Не то чтобы он всерьез втянулся в «войну армяков с фраками», как шутил кто-то из современников о розни славянофилов и западников. Он испытывал внутреннюю, глубоко искреннюю потребность в художественном изучении своей народности. «Я ищу и буду искать и улавливать более или менее общие черты русского народа, какие бы они ни были, хорошие или дурные»[372], – говорил Островский. И это не был голос слепой славянофильской апологетики, скорее – по-своему выраженное толстовское требование правды.
Лишенные казенно-патриотического возбуждения, пьесы Островского едва пролезали в узкую щель, оставленную правительством и цензурой для тех, кто мог проходить по разряду «чистой художественности». Свободное чувство творца надолго было отравлено запрещением для сцены «Банкрота», и Островский старался писать так, чтобы не потерять для себя театр и в то же время не унизиться до прислуживания власти.
Он искусственно ограничил себя в трудных «обличительных» темах и добросовестно уверился в необходимости поэтического воспроизведения «московского» уклада как более коренного, патриархального («Петербург – “резиденция”, а Москва – столица», – говаривал Иван Аксаков). Теории Аполлона Григорьева сближали Островского каким-то боком со славянофильством. Но существенным было другое: чураясь «казенного сукна», художник начинает больше любить свое, прежде отверженное им Замоскворечье, его поэтический дух, его типы.

____

> **Ваша задача**
Извлеките из фрагмента об Островском дословно отрывок, начиная со слов «Не то чтобы» и заканчивая словами «до прислуживания власти.». Приведённые ниже строки с этим фрагментом никак не связаны.

> **Имеющиеся данные**
____

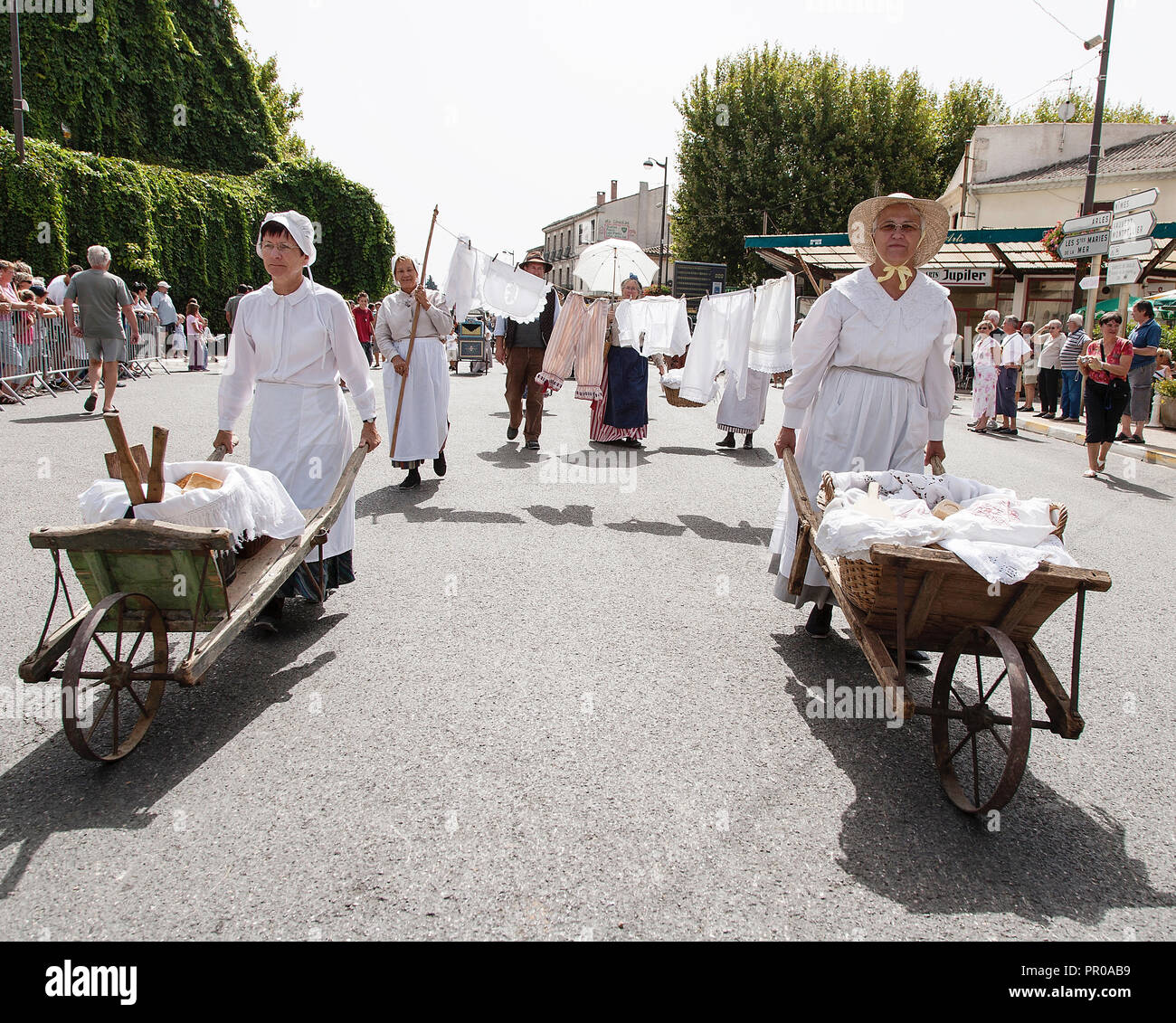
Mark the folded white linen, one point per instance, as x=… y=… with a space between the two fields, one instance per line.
x=251 y=502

____

> **Результат упражнения**
Не то чтобы он всерьез втянулся в «войну армяков с фраками», как шутил кто-то из современников о розни славянофилов и западников. Он испытывал внутреннюю, глубоко искреннюю потребность в художественном изучении своей народности. «Я ищу и буду искать и улавливать более или менее общие черты русского народа, какие бы они ни были, хорошие или дурные»[372], – говорил Островский. И это не был голос слепой славянофильской апологетики, скорее – по-своему выраженное толстовское требование правды.
Лишенные казенно-патриотического возбуждения, пьесы Островского едва пролезали в узкую щель, оставленную правительством и цензурой для тех, кто мог проходить по разряду «чистой художественности». Свободное чувство творца надолго было отравлено запрещением для сцены «Банкрота», и Островский старался писать так, чтобы не потерять для себя театр и в то же время не унизиться до прислуживания власти.